> 本文:
==========

共感はできないが理解はしているつもり(たみたみ・東京・パートナー有・30代)
どんなに苦しくても、行くしかなかった自分の子ども時代を考えると、今の子どもたちは弱いような気がします。でも、頑張って学校に行ってもどうしても教室にいられなかったり、いけなかったりして、でも帰ることもできず、校内をさまよってしまうような子どもも実際にいるのです。一方で、これに乗じてちょっとさぼり癖がついてしまったのではないか?と思う子どももいます。安きに流れるのが人間の性ですから。その区別が難しいと思います。でも、本当に「行きたいけどいけない」の子どももいるのです。
個々で話せばちゃんと話すこともできるし、人が嫌なわけではないけれど(友だちとも話せるのに)、教室にいられなくて自分自身で苦しんでいる子もいます。共感はできませんが、理解はしているつもりです。
わたしの場合の主な理由は……(moma108・東京・パートナー無・31歳)
高校に上がった当時、切にそう思いました。学校に行かないことは悪い、と思いながらも、体がいうこと利かないんですよね。主な理由は、高校に入ってからの競争が一段と厳しくなったこと、そのくせ、勉強一本に絞れず、部活を続けていたこと、などです。ばかばかしい理由だったとは思いますが、あの時、進路について、高校、大学生活についてどう振る舞えばいいのか、周囲の人たちが真剣に向き合ってくれれば、といまだに思っています。
時に医療の援助が必要か(ゆりぼたる・岩手・パートナー有・51歳)

==========

> 課題:
a) 本文中の「共感はできませんが、理解はしているつもりです。」という一文を英語に訳しなさい。
b) 本文のうち「共感はできないが理解はしているつもり(たみたみ・東京・パートナー有・30代)」で始まり「時に医療の援助が必要か(ゆりぼたる・岩手・パートナー有・51歳)」で終わる部分を、「教室」を「クラス」に改めて書き直しなさい。
この後に続く資料は、本文とは関係のない別の資料です。

フレーズグラウンディング資料:
==========

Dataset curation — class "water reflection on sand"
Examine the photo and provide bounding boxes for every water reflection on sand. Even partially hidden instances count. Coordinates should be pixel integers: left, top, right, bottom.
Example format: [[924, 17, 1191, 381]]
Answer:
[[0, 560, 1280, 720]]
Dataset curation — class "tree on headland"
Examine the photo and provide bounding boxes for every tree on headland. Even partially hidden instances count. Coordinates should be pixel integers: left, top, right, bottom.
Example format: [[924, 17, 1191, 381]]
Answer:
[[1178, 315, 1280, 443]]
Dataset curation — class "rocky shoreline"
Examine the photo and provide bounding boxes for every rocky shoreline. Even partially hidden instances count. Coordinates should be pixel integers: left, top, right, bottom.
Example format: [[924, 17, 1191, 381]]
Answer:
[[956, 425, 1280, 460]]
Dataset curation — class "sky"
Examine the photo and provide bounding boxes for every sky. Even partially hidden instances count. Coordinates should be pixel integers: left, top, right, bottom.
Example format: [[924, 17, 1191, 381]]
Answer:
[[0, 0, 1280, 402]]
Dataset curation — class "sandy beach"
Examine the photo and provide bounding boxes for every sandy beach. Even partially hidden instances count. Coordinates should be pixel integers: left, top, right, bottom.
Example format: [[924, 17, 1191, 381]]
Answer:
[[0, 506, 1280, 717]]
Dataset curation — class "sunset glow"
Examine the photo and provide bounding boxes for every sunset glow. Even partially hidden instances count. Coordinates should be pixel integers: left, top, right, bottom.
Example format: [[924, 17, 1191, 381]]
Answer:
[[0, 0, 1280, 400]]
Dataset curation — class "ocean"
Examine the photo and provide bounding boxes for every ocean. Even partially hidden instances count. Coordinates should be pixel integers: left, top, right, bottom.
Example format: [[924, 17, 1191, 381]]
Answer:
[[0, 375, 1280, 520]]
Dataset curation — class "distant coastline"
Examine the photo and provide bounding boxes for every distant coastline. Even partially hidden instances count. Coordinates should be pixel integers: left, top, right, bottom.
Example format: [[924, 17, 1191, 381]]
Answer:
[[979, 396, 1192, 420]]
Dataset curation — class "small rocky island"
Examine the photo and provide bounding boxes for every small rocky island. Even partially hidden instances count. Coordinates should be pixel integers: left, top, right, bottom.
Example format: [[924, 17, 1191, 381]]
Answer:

==========

> 解答例:
a) I cannot empathize, but I believe I understand.

b)
共感はできないが理解はしているつもり(たみたみ・東京・パートナー有・30代)
どんなに苦しくても、行くしかなかった自分の子ども時代を考えると、今の子どもたちは弱いような気がします。でも、頑張って学校に行ってもどうしてもクラスにいられなかったり、いけなかったりして、でも帰ることもできず、校内をさまよってしまうような子どもも実際にいるのです。一方で、これに乗じてちょっとさぼり癖がついてしまったのではないか?と思う子どももいます。安きに流れるのが人間の性ですから。その区別が難しいと思います。でも、本当に「行きたいけどいけない」の子どももいるのです。
個々で話せばちゃんと話すこともできるし、人が嫌なわけではないけれど(友だちとも話せるのに)、クラスにいられなくて自分自身で苦しんでいる子もいます。共感はできませんが、理解はしているつもりです。
わたしの場合の主な理由は……(moma108・東京・パートナー無・31歳)
高校に上がった当時、切にそう思いました。学校に行かないことは悪い、と思いながらも、体がいうこと利かないんですよね。主な理由は、高校に入ってからの競争が一段と厳しくなったこと、そのくせ、勉強一本に絞れず、部活を続けていたこと、などです。ばかばかしい理由だったとは思いますが、あの時、進路について、高校、大学生活についてどう振る舞えばいいのか、周囲の人たちが真剣に向き合ってくれれば、といまだに思っています。
時に医療の援助が必要か(ゆりぼたる・岩手・パートナー有・51歳)